INFORMATION PROVIDED start

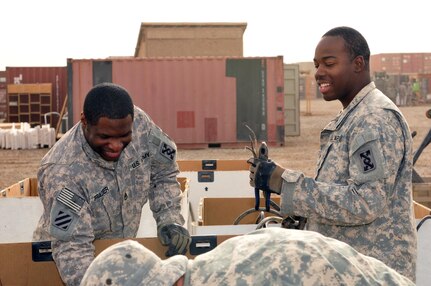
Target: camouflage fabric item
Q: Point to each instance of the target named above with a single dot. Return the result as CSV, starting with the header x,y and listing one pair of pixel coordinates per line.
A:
x,y
87,198
271,256
362,192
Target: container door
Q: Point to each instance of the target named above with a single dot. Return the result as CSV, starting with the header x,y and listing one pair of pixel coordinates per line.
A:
x,y
291,100
251,96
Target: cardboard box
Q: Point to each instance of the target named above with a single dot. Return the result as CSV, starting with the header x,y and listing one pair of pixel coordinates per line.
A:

INFORMATION PROVIDED end

> **DESCRIPTION OF THE TASK**
Give every row above as a numbered list, one line per item, with blank lines and pictures left out.

> **FULL OUTPUT**
1. Target: camouflage fabric item
2. Q: Point to each instance of the target named above with a single dot. Return the result as CSV, starting with the header x,y and listing one pair of pixel coordinates per line.
3. A:
4. x,y
5. 87,198
6. 271,256
7. 362,192
8. Target: container door
9. Q: Point to each instance of the target named above with a single dot. Return the result as CSV, starting with the header x,y and listing one pair of pixel coordinates per line.
10. A:
11. x,y
12. 291,100
13. 251,96
14. Target: cardboard box
15. Q: Point to each instance of the target named above with a single dot. Return the result as CSV, starting with the header x,y and listing one pair of pixel coordinates per line.
16. A:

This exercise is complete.